Only the line containing "# mark the innermost" and the lines after it, through the end of the data below, are to be returned, each exactly as it stands.

=== STORED DATA ===

-=-=-

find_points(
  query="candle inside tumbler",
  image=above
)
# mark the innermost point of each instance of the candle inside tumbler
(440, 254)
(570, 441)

-=-=-

=== SOLUTION BELOW ===
# mark the innermost point of each instance of the candle inside tumbler
(440, 254)
(570, 441)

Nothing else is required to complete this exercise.